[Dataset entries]
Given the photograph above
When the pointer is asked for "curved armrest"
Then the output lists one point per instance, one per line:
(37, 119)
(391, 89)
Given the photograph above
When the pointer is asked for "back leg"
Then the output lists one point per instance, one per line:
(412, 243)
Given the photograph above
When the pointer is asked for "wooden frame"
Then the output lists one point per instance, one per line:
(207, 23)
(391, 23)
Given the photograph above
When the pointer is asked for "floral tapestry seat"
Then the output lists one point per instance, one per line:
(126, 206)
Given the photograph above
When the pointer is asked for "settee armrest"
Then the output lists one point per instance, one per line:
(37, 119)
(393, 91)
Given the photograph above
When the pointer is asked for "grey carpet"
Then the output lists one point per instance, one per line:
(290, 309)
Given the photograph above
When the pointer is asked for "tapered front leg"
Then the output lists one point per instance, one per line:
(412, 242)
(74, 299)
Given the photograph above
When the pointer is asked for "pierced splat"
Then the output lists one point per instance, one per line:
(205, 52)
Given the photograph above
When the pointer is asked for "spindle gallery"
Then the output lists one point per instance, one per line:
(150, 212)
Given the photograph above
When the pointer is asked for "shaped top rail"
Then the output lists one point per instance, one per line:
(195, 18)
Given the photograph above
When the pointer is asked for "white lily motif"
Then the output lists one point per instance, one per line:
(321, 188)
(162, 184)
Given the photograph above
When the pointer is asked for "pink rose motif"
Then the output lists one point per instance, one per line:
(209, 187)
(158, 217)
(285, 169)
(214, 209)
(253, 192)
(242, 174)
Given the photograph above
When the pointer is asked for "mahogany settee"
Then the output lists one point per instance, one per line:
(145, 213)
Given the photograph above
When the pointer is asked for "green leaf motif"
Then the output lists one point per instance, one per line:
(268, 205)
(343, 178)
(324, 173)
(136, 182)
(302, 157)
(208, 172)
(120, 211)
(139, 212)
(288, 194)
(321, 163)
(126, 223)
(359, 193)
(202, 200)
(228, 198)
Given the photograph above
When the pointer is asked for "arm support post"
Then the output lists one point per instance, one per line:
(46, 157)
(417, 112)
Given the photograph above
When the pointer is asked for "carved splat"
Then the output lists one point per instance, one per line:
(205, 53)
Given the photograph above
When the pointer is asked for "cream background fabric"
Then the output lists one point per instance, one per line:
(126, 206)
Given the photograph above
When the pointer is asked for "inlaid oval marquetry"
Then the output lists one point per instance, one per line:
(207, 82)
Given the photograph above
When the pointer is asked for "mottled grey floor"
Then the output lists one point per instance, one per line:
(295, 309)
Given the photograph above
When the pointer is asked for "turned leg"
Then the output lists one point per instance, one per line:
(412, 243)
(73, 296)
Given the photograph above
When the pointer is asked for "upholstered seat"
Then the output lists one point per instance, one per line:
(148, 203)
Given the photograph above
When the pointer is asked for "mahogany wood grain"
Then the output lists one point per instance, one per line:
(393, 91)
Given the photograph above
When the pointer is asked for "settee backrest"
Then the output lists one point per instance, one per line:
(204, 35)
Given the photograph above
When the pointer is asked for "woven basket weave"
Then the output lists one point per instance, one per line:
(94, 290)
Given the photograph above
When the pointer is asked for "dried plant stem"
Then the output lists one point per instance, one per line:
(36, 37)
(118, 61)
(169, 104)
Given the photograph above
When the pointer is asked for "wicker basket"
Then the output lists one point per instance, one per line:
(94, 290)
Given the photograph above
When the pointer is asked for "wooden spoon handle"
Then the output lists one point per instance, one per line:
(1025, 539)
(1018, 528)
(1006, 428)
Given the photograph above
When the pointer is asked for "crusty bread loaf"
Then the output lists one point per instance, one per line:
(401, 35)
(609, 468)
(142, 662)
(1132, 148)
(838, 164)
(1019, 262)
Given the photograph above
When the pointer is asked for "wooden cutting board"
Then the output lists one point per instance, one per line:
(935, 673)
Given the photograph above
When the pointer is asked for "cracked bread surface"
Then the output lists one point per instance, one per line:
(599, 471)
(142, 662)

**Exercise instructions**
Show every line from the entries that includes the word "bread".

**Answer**
When the pointer is asked for "crusty bread loaf"
When the pointer is asked for "cracked bread surface"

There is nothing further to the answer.